WHAT THE TASK ASKS: Extract every line of the material below that contains the string "negative". Case matters.

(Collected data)

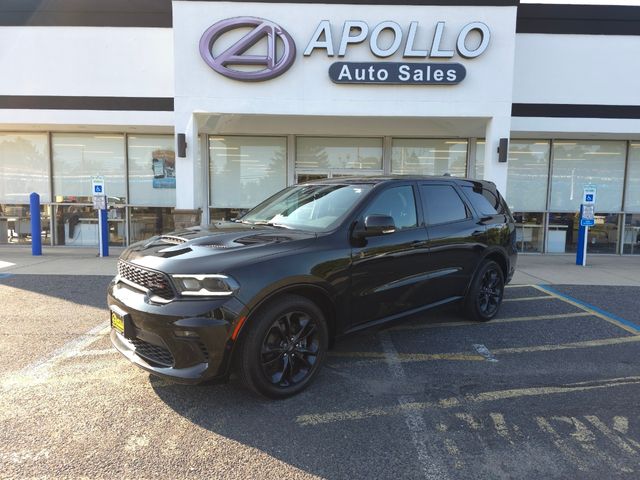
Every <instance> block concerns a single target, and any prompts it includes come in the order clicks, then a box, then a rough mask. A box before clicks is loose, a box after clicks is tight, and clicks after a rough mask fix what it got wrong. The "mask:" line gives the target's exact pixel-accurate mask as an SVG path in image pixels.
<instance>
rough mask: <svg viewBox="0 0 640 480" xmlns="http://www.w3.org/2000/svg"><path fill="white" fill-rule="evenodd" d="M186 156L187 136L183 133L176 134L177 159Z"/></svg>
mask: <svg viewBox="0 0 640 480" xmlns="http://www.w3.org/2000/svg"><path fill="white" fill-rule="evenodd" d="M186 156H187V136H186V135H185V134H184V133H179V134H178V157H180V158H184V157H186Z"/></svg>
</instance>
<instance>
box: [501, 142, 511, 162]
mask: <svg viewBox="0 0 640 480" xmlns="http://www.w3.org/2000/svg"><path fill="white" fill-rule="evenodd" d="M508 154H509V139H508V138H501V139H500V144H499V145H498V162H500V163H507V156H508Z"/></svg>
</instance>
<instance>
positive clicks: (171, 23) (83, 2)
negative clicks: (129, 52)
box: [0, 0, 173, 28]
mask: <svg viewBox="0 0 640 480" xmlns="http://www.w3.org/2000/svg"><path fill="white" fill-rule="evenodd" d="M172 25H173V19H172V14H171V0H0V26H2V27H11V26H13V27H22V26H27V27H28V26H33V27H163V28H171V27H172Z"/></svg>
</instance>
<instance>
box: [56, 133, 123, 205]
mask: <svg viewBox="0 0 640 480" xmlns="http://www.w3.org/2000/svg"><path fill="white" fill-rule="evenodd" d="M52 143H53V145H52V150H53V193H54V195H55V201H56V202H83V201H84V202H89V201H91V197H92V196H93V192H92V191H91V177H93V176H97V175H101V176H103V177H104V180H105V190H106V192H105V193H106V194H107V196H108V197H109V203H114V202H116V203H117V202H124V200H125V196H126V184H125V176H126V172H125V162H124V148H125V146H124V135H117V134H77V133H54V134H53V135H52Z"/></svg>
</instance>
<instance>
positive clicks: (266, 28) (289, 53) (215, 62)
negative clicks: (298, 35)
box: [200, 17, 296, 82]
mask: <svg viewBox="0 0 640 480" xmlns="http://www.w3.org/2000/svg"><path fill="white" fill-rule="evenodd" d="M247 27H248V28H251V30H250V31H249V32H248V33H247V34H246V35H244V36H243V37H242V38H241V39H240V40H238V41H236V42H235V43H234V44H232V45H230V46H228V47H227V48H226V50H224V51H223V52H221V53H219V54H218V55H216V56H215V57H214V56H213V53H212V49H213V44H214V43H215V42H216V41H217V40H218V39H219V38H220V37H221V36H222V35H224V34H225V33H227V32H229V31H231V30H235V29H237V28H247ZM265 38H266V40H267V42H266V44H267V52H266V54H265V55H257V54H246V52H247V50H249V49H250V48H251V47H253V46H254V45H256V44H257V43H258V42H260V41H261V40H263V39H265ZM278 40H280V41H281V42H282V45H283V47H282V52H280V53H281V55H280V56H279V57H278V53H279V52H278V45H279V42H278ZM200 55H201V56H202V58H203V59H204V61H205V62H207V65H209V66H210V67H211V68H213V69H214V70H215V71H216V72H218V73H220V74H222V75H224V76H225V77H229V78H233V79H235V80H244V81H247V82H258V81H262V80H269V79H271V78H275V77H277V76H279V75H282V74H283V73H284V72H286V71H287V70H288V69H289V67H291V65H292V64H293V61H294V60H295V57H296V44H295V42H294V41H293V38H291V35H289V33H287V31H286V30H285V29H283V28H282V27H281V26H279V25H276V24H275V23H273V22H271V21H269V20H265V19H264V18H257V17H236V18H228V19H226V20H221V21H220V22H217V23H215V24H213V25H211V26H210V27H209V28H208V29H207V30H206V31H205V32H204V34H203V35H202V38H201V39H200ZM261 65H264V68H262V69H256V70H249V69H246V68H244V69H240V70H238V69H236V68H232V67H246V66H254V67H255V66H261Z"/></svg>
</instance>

SOLUTION TO THIS EXERCISE:
negative clicks: (129, 52)
negative clicks: (298, 35)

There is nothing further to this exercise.